[Source data]
╭──

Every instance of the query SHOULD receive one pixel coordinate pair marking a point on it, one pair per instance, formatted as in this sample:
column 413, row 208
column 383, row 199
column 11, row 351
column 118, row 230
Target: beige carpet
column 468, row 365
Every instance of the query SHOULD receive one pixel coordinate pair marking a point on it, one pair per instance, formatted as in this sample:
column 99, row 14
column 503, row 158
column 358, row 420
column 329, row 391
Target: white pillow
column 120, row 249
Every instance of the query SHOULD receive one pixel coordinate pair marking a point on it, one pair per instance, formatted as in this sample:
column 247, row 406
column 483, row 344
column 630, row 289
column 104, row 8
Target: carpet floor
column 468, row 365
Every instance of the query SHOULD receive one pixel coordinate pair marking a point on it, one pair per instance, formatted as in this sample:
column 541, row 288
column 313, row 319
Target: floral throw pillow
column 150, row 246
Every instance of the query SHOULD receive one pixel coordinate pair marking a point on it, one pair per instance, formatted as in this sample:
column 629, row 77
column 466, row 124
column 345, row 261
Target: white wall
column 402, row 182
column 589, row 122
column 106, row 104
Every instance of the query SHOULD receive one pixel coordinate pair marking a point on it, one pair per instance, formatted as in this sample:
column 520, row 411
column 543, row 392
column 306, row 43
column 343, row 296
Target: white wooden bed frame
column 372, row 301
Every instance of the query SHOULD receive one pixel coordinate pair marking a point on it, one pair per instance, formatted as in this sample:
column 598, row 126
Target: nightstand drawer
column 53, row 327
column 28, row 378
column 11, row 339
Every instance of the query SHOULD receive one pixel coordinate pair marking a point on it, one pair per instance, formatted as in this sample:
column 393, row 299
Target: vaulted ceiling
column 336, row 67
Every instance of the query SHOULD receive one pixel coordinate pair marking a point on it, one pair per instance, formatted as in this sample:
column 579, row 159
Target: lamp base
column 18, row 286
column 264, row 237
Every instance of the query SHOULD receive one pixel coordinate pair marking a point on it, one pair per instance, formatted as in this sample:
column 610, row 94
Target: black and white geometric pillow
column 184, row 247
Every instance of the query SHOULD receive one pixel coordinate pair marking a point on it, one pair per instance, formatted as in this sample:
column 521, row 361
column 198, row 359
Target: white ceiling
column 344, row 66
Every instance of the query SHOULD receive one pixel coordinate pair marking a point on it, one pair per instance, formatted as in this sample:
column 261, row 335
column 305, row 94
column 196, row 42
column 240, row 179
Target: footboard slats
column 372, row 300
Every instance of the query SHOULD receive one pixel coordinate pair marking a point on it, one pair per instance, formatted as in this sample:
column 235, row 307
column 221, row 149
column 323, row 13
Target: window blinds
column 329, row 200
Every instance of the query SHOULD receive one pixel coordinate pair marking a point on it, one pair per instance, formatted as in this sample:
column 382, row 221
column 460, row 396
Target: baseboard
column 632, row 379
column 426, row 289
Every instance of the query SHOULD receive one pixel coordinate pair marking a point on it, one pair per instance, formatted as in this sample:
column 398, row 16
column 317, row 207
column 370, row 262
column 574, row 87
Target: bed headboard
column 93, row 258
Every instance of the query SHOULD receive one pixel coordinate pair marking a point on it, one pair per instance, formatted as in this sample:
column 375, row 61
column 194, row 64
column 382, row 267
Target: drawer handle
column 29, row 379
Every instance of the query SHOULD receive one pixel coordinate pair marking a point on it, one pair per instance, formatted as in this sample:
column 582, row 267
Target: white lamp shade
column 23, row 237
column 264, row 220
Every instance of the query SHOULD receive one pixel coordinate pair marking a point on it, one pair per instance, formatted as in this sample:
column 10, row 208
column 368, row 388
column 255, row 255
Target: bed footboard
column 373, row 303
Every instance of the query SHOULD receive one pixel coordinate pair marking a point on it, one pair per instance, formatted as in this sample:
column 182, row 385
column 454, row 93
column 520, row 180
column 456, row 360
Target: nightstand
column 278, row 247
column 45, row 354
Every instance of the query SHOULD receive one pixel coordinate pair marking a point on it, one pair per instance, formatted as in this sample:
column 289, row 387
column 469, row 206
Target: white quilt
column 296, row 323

╰──

What the task asks
With the first line being the one containing "column 521, row 361" and the last line the one containing "column 582, row 267", transcribe exactly the lines above that fall in that range.

Solution for this task
column 521, row 361
column 198, row 359
Target: white ceiling
column 344, row 66
Every instance of the query SHOULD receive one pixel coordinate pair marking a point on it, one pair per instance, formatted as in this sample:
column 261, row 335
column 305, row 94
column 196, row 42
column 240, row 179
Target: footboard slats
column 372, row 300
Every instance of the query SHOULD receive one pixel coordinate pair marking a point on it, one pair per instance, formatted as in this sample:
column 235, row 307
column 221, row 149
column 323, row 13
Target: window blinds
column 329, row 200
Every instance of the query SHOULD receive one pixel coordinate pair marking a point on it, one pair per instance, formatted as in this sample:
column 382, row 221
column 460, row 396
Target: baseboard
column 632, row 379
column 426, row 289
Every instance of the query SHOULD receive one pixel coordinate pair marking a point on it, one pair per instance, formatted as in this sample:
column 398, row 16
column 317, row 207
column 370, row 262
column 574, row 87
Target: bed headboard
column 93, row 258
Every instance of the query SHOULD receive one pixel coordinate pair marking a point on it, one pair per instance, formatted as in this sample:
column 375, row 61
column 194, row 64
column 382, row 267
Target: drawer handle
column 29, row 379
Every instance of the query SHOULD receive one pixel coordinate pair marking a point on it, one pair per instance, formatted as in this sample:
column 582, row 267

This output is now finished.